INFORMATION GIVEN:
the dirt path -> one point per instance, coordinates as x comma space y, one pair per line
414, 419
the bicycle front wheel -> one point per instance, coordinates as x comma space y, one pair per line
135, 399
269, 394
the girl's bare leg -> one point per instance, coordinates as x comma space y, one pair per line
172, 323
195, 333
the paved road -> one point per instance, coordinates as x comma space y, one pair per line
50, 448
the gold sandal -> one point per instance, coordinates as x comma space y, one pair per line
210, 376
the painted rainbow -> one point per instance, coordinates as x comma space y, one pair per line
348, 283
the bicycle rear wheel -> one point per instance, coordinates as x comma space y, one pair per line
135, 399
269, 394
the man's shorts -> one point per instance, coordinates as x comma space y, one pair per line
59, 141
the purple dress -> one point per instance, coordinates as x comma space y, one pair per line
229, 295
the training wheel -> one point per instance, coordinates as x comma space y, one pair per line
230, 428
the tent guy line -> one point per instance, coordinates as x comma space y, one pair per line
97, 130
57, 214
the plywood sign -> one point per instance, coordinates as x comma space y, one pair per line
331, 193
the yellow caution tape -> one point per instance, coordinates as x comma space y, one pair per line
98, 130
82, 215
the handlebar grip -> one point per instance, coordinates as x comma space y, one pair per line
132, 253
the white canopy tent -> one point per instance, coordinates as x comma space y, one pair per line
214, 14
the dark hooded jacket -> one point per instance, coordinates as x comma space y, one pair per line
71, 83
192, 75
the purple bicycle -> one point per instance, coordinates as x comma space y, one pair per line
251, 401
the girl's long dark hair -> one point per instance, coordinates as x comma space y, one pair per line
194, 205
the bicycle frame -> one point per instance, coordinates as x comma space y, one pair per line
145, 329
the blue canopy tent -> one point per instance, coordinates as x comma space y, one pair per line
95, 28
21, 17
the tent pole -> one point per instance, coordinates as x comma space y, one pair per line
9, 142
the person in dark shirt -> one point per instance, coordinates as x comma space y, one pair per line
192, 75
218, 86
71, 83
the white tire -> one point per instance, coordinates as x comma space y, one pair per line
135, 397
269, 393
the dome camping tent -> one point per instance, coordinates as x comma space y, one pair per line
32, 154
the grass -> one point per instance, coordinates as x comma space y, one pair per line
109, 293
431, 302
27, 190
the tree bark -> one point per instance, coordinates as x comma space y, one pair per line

TRY IT:
Restate every entry above word for word.

SOLUTION TO THIS EXERCISE:
the dirt path -> one point per instance, coordinates as x comma space y, one pair per line
414, 419
the bicycle front wheel -> one point per instance, coordinates as x comma space y, one pair per line
135, 399
269, 394
the girl's bare leg -> one point per instance, coordinates as x comma space y, one pair per line
172, 323
195, 333
the paved road -> one point per instance, coordinates as x comma space y, one pair per line
50, 448
the gold sandal -> one point per instance, coordinates as x comma space y, one pair per line
210, 376
the painted rainbow -> one point per instance, coordinates as x comma space y, one pair per line
348, 283
the bicycle rear wheel -> one point per instance, coordinates as x comma space y, one pair per line
135, 399
269, 394
the man's shorts -> one point per instance, coordinates as x comma space y, one pair per line
59, 141
the purple dress -> one point per instance, coordinates as x comma space y, one pair per line
229, 295
the training wheel -> one point per instance, coordinates as x comma space y, one pair per line
230, 428
the tent guy line -> one point per instance, coordinates as x comma space y, one pair per line
97, 130
57, 214
the plywood sign -> one point per instance, coordinates as x comma space y, one pair per line
331, 193
the yellow caution tape -> one point per instance, coordinates as x comma space y, one pair per line
98, 130
82, 215
the handlebar grip -> one point per instance, coordinates as x comma space y, one pair per line
132, 253
the white canopy tent -> one point per instance, coordinates as x comma space y, one pair per line
214, 14
the dark hooded jacket -> one point per instance, coordinates as x comma space y, one pair per line
71, 83
192, 75
the purple bicycle -> one point per instance, coordinates as x comma space y, one pair per line
251, 401
the girl's long dark hair -> one point per instance, coordinates as x comma space y, one pair per line
194, 205
the bicycle frame -> one point per instance, coordinates as x comma space y, one pair per line
145, 329
the blue canopy tent -> one point per instance, coordinates as x comma space y, one pair per line
95, 28
21, 17
the tent pole -> one point per instance, coordinates as x comma space y, one pair per line
9, 142
the person in dark shirt -> one point per instance, coordinates as x comma space y, one pair per line
192, 75
218, 86
71, 83
the white tire -> one point per instance, coordinates as x comma space y, one pair per line
135, 397
269, 393
the dome camping tent -> one point per instance, coordinates as x comma space y, one pair per line
32, 154
the grass -> one point per instance, coordinates as x comma space y, one pair per line
109, 293
431, 302
27, 190
the tree bark -> one point per instance, coordinates as x comma space y, one pair per line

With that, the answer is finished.